AIM OF THE EXERCISE ▸ Exactly as given, write out the lines from the one containing "query | child" through the end of the listing, with both ends included and nothing else.

>> START DATA SUPPLIED

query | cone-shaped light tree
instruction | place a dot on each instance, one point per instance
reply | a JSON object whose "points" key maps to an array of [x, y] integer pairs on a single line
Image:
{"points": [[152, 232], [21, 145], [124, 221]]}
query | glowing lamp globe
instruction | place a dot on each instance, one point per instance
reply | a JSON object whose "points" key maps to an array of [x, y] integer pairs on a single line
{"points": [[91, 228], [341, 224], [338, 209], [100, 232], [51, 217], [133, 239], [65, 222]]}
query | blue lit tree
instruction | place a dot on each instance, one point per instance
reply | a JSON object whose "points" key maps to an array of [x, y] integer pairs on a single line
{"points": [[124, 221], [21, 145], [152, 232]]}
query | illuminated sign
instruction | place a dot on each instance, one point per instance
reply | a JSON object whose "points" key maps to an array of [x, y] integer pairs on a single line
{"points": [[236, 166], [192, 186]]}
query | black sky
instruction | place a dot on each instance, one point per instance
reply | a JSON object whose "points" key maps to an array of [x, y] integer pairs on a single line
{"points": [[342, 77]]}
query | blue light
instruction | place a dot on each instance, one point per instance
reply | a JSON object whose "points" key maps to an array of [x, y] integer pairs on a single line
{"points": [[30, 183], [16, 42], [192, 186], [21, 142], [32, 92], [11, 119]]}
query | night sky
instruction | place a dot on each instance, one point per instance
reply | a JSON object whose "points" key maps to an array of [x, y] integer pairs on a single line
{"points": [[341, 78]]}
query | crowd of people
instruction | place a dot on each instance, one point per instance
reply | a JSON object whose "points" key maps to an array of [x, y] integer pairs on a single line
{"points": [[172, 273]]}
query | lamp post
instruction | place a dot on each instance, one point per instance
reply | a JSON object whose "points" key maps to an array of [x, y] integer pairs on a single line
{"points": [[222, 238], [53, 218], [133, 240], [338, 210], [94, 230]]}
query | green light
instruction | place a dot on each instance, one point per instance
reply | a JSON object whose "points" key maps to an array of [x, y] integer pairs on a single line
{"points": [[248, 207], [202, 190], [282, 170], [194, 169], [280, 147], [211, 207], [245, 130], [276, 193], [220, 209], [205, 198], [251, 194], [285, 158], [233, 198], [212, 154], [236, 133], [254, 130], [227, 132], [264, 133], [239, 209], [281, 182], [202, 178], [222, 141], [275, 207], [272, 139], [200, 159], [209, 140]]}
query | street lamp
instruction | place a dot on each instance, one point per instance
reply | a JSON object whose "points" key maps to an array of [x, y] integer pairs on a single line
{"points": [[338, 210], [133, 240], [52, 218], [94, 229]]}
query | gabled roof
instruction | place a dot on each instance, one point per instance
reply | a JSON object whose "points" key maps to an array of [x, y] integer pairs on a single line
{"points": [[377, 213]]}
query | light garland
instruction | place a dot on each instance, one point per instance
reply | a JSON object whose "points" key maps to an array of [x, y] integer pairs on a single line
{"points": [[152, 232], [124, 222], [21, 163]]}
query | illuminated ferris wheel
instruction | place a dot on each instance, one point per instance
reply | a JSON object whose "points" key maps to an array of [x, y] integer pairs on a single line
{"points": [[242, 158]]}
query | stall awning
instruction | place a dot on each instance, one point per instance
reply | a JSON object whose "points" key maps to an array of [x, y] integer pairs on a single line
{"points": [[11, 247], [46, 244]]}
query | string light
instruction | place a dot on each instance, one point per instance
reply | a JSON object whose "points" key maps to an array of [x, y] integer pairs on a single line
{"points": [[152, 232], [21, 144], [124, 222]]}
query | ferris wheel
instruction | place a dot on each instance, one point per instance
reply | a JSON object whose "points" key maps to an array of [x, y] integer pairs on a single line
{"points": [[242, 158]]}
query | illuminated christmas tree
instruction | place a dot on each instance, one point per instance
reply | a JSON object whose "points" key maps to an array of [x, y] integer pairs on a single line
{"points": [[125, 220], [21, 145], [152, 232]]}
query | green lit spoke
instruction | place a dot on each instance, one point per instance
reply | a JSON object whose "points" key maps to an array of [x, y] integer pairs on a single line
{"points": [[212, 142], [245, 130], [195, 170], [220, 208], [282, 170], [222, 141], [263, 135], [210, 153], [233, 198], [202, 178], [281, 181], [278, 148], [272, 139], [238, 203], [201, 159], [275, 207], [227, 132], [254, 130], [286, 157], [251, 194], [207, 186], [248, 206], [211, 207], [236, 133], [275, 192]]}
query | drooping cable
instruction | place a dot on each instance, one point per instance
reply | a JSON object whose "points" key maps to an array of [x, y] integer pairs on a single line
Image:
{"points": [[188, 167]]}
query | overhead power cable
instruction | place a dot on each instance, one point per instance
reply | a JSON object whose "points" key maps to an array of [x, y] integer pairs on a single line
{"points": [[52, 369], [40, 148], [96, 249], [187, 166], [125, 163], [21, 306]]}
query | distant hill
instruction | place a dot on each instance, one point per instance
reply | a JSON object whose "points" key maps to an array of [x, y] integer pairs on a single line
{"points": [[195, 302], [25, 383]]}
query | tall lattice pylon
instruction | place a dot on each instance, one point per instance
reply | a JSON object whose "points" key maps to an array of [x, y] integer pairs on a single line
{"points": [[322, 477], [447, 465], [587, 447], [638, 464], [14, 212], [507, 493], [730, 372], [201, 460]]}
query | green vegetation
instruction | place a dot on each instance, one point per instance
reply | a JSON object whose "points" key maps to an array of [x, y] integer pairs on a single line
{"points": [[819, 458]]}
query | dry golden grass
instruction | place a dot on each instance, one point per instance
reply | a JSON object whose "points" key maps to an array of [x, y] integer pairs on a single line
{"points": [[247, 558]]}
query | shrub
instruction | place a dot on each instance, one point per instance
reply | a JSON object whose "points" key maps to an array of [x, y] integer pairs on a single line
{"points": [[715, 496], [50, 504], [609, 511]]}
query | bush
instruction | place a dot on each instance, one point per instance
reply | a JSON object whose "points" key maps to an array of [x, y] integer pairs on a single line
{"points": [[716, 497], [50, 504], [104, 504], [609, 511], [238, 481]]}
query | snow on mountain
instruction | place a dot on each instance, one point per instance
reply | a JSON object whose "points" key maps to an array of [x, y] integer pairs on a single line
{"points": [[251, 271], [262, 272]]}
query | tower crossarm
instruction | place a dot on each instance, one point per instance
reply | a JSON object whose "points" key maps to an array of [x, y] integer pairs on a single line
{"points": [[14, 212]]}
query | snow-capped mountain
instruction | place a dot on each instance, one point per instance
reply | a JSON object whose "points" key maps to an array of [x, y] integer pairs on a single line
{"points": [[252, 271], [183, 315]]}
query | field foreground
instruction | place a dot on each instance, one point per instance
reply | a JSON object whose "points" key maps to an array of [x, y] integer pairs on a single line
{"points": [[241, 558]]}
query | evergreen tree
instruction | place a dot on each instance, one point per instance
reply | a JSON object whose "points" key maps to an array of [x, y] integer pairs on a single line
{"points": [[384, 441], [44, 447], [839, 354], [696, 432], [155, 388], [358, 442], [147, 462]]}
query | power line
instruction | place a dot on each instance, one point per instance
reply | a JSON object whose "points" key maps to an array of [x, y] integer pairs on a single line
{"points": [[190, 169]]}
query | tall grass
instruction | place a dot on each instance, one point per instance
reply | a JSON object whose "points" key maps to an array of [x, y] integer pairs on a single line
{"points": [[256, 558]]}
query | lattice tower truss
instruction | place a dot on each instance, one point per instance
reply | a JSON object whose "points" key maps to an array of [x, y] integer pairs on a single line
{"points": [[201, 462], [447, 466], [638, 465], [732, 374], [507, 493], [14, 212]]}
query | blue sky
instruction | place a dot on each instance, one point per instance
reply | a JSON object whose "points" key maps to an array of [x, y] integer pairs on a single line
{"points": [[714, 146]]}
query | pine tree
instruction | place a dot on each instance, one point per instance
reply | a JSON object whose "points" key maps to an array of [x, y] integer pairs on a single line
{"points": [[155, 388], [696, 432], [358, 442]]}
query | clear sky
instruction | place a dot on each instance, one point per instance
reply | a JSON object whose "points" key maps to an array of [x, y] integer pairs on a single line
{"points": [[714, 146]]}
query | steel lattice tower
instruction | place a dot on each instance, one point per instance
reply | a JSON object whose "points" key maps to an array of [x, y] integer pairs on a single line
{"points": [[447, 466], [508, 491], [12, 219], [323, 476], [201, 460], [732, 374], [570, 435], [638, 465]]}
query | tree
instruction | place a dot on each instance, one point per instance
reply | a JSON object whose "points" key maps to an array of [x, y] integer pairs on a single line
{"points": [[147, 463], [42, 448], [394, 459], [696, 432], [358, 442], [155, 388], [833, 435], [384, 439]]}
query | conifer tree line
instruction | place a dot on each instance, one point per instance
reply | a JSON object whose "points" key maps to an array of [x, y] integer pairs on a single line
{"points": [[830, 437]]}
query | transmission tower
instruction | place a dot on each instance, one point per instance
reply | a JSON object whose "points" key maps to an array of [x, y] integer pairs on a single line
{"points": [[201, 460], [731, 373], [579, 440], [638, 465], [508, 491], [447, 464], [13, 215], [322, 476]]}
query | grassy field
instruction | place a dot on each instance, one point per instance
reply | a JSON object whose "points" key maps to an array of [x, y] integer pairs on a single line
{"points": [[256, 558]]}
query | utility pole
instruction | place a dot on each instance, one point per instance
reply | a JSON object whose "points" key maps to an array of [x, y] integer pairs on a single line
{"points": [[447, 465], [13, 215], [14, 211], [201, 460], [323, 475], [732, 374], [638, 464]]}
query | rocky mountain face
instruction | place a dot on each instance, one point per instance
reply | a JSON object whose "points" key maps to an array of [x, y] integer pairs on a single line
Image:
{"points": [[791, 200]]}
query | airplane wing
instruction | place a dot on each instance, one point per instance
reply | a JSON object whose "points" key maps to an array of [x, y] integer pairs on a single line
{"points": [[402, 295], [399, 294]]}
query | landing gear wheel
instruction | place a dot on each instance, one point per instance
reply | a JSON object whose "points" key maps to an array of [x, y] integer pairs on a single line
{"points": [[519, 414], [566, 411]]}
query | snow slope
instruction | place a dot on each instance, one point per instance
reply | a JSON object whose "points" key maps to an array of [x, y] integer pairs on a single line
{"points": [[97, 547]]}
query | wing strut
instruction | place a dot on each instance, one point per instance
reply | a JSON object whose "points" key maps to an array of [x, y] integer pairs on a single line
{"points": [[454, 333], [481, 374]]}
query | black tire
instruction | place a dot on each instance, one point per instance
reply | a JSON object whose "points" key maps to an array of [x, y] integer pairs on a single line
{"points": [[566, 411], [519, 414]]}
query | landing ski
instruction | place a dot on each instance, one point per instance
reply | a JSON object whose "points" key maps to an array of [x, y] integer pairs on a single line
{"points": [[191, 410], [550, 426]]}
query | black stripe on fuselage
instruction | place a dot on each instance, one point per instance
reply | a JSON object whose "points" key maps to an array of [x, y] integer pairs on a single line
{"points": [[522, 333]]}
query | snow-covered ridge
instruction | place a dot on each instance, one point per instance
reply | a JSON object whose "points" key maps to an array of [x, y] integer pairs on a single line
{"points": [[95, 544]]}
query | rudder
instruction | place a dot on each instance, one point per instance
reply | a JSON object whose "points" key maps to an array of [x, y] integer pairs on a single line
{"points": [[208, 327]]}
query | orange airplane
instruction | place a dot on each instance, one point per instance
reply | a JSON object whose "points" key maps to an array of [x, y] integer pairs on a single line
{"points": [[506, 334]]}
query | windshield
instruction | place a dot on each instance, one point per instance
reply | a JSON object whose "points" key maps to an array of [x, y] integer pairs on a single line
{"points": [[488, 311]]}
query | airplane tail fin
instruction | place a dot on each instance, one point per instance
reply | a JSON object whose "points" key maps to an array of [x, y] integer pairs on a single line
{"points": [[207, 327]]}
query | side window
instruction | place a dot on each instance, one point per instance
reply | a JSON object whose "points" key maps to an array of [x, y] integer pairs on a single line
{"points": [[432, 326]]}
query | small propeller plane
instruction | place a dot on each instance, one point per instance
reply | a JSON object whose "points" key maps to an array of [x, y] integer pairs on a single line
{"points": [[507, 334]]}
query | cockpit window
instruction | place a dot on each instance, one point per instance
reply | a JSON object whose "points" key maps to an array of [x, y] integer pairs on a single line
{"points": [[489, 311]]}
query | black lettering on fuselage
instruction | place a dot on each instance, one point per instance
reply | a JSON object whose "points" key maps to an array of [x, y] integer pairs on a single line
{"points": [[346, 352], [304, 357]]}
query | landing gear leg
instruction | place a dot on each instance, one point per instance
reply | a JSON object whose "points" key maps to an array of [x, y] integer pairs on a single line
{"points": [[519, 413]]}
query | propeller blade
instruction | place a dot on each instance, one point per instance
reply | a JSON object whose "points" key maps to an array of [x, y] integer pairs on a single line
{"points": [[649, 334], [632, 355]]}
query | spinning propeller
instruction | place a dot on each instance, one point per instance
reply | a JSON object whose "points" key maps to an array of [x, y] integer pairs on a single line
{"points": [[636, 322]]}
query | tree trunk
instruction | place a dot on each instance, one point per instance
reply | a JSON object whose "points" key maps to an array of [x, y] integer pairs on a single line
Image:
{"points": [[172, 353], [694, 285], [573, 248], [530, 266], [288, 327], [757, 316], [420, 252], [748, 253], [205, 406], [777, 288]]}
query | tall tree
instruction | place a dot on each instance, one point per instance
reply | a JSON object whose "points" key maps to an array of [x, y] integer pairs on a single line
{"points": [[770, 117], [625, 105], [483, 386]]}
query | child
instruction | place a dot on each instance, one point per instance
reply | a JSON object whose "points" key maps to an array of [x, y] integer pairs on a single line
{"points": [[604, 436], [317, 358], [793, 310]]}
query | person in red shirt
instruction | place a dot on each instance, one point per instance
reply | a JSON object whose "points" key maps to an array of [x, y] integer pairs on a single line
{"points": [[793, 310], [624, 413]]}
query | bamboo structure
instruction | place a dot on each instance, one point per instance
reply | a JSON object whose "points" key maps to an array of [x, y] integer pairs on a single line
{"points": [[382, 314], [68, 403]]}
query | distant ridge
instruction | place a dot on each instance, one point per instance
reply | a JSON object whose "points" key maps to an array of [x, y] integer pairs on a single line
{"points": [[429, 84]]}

>> END DATA SUPPLIED

COMPLETE RESPONSE ▸
query | child
instruction | place a dot on each instance, one point per instance
reply | a JSON object whose "points" key maps to an array of [x, y] integer pairs on a single line
{"points": [[604, 436], [317, 358], [793, 310]]}
query | person in red shirt
instruction | place a dot on each instance, one point per instance
reply | a JSON object whose "points" key maps to an array of [x, y] integer pairs on a single line
{"points": [[793, 310], [624, 413]]}
query | bamboo structure
instruction | place a dot on each instance, one point per instance
reply | a JSON object whose "points" key maps to an array of [x, y] integer pairs on a single line
{"points": [[382, 314], [68, 403]]}
query | distant ridge
instruction | place a dot on each instance, one point per instance
reply | a JSON object whose "points" key maps to an array of [x, y] integer pairs on a single line
{"points": [[429, 84]]}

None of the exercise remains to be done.